Article:
....
Arcade Fire, Drake, Mac DeMarco, Owen Pallett…stay in your seats, chaps, because the star of Canadian music in 2014 was a woman by the name of Tanya Tagaq. Hailing from Nunavut, the largest and least populated of the Canadian territories, situated in the far, frozen north of the country, her brand of aboriginal folk music – throat singing adapted to make sure she could perform it solo rather than in the traditional duet form – stunned the audience and panel of the Polaris Prize so much that she walked deservedly away with the award ahead of her more well-known and glittering fellow Canucks for her incredible Animism album.
During her performance on the night, Tagaq showed that being on such a public stage wasn’t going to dilute her highly personal and political brand of music. As she unleashed her lethal vocals on the watching throng, the names of 1,200 missing or murdered aboriginal woman in Canada over the last 30 years scrolled past on the big screen behind her. The personal is the political. It’s always been the case for Tagaq, ever since she released her debut album Sinaa in 2005, shortly after being discovered by Bjork and being taken out on tour with the Icelandic genius, and if anything has changed it’s that Tagaq now has a wider audience not just for her musical genius, but for the things she believes so vehemently in.
....
Data entries:
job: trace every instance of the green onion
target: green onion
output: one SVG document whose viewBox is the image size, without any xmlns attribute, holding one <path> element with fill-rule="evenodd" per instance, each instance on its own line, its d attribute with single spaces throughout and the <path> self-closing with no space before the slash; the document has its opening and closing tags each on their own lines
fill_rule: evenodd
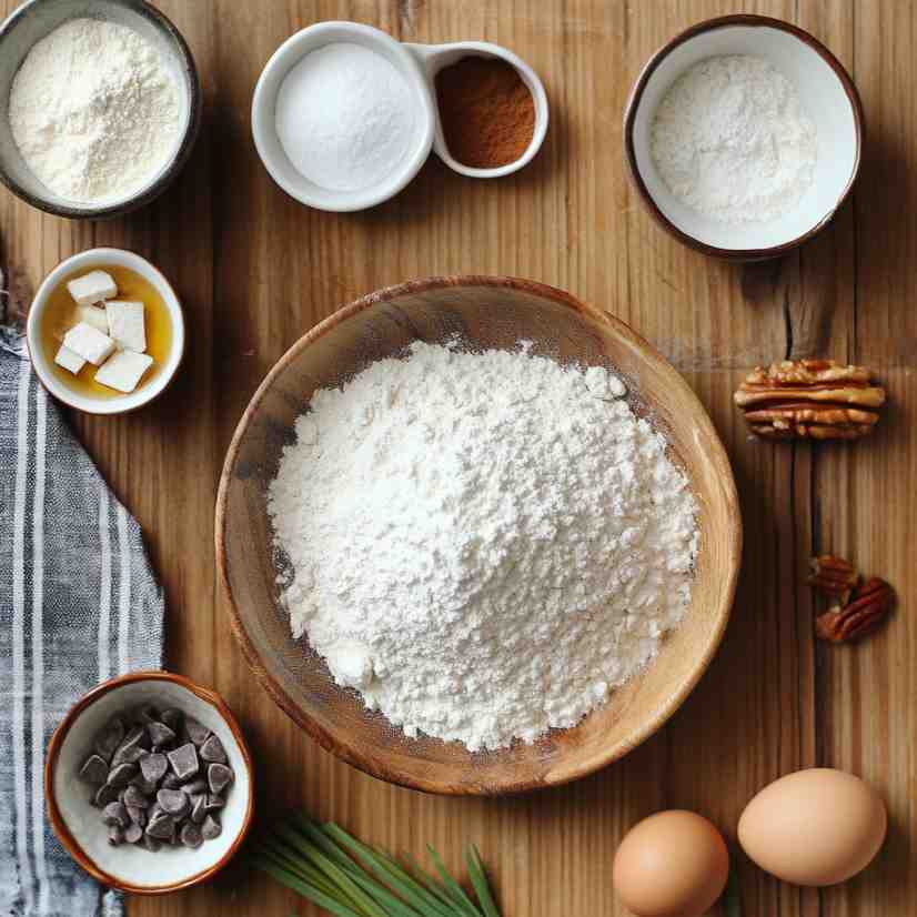
<svg viewBox="0 0 917 917">
<path fill-rule="evenodd" d="M 333 822 L 320 825 L 295 813 L 252 842 L 250 860 L 335 917 L 500 917 L 476 847 L 465 850 L 474 897 L 427 849 L 436 876 L 403 865 Z"/>
</svg>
....
Problem set:
1. For each statement, decide whether the article on Tanya Tagaq supports it, answering yes or no and quoting the deciding words: (a) Tagaq's debut album was Sinaa, released in 2005; (b) Tagaq won the Polaris Prize for her album Sinaa; (c) Nunavut is the smallest of the Canadian territories.
2. According to the article on Tanya Tagaq, who discovered Tagaq and took her out on tour?
3. Write out the part of the article on Tanya Tagaq starting at "During her performance" and ending at "so vehemently in.".
The records aren't needed.

The responses:
1.
(a) Yes: "ever since she released her debut album Sinaa in 2005"
(b) No: "for her incredible Animism album"
(c) No: "the largest and least populated of the Canadian territories"

2. Bjork discovered her and took her out on tour.

3.
During her performance on the night, Tagaq showed that being on such a public stage wasn’t going to dilute her highly personal and political brand of music. As she unleashed her lethal vocals on the watching throng, the names of 1,200 missing or murdered aboriginal woman in Canada over the last 30 years scrolled past on the big screen behind her. The personal is the political. It’s always been the case for Tagaq, ever since she released her debut album Sinaa in 2005, shortly after being discovered by Bjork and being taken out on tour with the Icelandic genius, and if anything has changed it’s that Tagaq now has a wider audience not just for her musical genius, but for the things she believes so vehemently in.